▸ INSTRUCTION 1:
Pick out and copy every line of the listing below that contains the string "roof". Treat uppercase and lowercase letters as distinct.
── PAGE EXTRACT
Women’s Work
Each month, a handful of New York feminists, who are also students of Yiddish, get together in each other’s homes to read the work of Yiddish women writers. Several writers, a couple of filmmakers and librarians, a culinary scholar and a singer/songwriter form the core of the group. Our population, however, expands and contracts, following cycles of visiting researchers, friends and the occasional curious academic.
Even in the shtetl New York, the process of how folks come to Yiddish and how Yiddish comes to them continues to mystify. We are an eclectic, international group with backgrounds ranging from secular left to Modern Orthodox. Some were raised by Yiddish-speaking parents; others studied Yiddish in college. But our collective knowledge of Jewish languages, culture and religion enhances our experience and energizes our efforts to learn and practice Yiddish.
────
── EXERCISE MATERIALS
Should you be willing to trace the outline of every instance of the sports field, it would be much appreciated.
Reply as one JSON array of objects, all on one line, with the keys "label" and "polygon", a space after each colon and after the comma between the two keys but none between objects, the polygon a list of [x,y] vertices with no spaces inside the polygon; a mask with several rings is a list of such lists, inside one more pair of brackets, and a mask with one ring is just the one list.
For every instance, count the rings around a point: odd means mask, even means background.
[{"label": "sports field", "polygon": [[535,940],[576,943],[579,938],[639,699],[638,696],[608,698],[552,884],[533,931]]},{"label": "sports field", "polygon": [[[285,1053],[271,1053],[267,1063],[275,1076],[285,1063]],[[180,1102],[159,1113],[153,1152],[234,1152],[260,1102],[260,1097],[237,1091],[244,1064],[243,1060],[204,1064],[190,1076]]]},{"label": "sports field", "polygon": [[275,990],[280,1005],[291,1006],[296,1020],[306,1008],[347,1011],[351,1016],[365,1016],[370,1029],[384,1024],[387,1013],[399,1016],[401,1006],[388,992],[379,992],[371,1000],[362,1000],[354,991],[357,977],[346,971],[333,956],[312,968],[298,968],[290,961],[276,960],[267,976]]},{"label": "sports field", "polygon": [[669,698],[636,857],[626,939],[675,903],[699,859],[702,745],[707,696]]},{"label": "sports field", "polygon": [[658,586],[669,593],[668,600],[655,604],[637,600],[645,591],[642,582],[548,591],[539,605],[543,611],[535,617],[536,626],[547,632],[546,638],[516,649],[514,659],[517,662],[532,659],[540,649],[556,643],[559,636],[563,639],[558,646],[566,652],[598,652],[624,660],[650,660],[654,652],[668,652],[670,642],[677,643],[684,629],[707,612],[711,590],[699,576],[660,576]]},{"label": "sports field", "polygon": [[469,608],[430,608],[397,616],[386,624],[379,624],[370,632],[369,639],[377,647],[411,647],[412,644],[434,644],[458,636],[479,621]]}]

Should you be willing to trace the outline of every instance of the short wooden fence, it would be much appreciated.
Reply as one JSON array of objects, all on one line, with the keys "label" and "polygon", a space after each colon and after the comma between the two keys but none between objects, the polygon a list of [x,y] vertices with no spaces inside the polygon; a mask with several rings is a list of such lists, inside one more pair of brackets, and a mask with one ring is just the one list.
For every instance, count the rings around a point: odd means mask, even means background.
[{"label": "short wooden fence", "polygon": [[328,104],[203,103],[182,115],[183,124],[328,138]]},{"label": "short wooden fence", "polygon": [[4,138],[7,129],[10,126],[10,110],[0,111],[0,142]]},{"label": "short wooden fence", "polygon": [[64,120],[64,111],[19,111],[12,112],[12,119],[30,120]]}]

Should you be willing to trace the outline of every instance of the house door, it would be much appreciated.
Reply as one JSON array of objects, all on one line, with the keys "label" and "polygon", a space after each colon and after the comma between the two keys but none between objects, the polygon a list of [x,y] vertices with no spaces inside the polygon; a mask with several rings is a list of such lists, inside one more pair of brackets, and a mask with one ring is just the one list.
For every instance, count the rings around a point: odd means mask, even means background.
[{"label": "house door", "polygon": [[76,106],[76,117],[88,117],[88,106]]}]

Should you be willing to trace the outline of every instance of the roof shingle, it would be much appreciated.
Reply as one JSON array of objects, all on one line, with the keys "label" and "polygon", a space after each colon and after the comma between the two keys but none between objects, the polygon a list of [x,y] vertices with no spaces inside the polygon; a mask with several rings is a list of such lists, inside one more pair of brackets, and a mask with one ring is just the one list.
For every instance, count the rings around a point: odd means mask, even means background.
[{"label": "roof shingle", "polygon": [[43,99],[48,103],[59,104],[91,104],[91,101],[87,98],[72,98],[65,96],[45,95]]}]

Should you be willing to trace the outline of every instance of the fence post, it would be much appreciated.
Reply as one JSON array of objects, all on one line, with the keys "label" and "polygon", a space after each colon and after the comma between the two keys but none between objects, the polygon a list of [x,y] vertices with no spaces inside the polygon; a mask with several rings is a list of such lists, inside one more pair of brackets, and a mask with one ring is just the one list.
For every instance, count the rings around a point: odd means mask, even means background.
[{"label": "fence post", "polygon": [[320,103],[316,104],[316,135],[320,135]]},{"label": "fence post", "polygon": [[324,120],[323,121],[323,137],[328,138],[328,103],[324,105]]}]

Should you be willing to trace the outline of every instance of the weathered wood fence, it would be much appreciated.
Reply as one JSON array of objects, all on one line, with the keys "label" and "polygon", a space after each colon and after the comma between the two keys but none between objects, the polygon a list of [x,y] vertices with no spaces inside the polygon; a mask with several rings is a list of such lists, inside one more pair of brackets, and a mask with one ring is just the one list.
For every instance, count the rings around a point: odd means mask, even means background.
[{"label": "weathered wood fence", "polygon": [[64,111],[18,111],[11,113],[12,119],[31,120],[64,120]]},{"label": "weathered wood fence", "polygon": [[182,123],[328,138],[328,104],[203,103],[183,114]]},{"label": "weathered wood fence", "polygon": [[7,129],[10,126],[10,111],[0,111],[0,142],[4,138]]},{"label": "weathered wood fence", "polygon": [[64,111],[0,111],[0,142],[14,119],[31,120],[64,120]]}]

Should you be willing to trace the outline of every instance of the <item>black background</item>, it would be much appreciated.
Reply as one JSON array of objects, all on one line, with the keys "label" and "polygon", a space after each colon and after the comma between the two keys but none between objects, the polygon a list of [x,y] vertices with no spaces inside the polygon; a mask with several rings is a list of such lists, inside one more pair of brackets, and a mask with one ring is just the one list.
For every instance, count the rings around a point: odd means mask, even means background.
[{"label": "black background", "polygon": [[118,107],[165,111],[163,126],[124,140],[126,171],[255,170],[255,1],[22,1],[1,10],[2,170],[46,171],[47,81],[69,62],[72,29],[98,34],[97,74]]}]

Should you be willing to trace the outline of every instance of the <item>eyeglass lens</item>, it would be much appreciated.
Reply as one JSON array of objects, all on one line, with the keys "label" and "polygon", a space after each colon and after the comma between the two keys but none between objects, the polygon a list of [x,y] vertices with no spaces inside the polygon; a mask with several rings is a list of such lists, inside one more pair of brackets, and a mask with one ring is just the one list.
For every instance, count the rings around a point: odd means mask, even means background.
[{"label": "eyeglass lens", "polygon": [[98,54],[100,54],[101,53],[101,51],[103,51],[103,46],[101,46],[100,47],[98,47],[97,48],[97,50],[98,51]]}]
────
── EXERCISE MATERIALS
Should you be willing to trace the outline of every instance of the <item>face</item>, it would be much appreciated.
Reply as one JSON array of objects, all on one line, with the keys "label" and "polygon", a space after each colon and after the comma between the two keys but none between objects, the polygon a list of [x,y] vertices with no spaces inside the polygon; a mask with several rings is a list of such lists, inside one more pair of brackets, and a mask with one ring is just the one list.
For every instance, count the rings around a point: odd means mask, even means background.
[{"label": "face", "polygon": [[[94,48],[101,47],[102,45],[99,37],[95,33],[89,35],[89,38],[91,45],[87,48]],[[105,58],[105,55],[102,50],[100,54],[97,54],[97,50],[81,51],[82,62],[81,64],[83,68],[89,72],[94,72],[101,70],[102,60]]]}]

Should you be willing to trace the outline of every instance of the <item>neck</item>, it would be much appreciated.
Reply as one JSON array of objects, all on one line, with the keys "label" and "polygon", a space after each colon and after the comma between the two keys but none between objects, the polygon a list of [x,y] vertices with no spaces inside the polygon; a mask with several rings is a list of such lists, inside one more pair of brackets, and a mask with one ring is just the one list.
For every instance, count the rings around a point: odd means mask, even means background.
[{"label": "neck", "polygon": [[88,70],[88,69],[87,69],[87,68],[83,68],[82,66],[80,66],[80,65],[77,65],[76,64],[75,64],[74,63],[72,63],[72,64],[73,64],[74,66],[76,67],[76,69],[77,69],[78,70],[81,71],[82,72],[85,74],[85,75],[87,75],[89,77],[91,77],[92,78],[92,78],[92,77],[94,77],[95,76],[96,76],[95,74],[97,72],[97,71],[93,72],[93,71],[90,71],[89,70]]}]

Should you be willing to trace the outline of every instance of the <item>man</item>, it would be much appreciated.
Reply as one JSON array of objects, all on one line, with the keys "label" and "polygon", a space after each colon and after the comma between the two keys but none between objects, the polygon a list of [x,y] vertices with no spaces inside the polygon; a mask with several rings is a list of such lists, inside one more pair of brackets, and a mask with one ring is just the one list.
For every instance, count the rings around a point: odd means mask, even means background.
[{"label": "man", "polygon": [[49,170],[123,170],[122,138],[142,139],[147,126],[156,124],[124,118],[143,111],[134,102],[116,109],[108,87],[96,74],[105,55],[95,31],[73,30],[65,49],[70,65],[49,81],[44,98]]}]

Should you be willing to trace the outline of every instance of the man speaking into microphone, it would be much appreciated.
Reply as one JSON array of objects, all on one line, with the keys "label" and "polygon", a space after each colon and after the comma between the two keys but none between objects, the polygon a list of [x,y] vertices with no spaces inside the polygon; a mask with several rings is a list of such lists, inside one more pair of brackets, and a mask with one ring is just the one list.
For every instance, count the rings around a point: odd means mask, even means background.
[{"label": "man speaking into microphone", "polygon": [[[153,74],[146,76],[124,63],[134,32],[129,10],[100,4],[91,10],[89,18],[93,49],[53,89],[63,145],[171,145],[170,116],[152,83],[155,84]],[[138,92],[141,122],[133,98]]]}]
────
▸ INSTRUCTION 2:
Continue the passage about the New York Yiddish women's reading group, starting after its final sentence.

▸ TASK RESULT 1:
Should you be willing to trace the outline of every instance of the roof shingle, it would be much appreciated.
[{"label": "roof shingle", "polygon": [[43,99],[48,103],[59,104],[91,104],[91,101],[87,98],[72,98],[65,96],[45,95]]}]

▸ TASK RESULT 2:
Hosting our gatherings involves, yes, a pot of tea and a little something to nosh on, along with laying out our finest assortment of dictionaries and that massive Yiddish thesaurus, Der Oyster *(The Treasure). The pouring of the Yiddish *glezele tey (cup of tea), and our discussion of the reading material in *mameloshn, *connects us to the lost ones, the ones who inhabited the worlds described in our readings.
The Oxygen Svive (svive is Yiddish for “sphere”), as we call ourselves, or *zoyershtof *(oxygen) *nitses *(suffix indicating female individuals), is currently exploring the work of Soviet Yiddish writer Shira Gorshman.
Gorshman, who was born in Krok (Krakes), Lithuania, in 1906 and died in Israel in 2001, was first brought to our attention by Boris Sandler, himself a Yiddish novelist and the editor of the Forverts. Shortly before Gorshman died, Sandler sought her out in Israel for an interview, which he documented on film. Recently, he developed the piece into a documentary, to be screened at New York’s YIVO Institute for Jewish Research on February 20. The Oxygen Svive created the film’s English subtitles. It was a win-win situation for everyone involved in the project, as it offered the svive an opportunity to immerse itself in Gorshman’s actual life — complete with Lithuanian Yiddish dialect and historical context — and to produce a fluid, contemporary English translation, connecting our world to hers, by way of Sandler, who helped us decipher some of the more difficult shprikhvertlekh (folk sayings) and agrarian vocabulary.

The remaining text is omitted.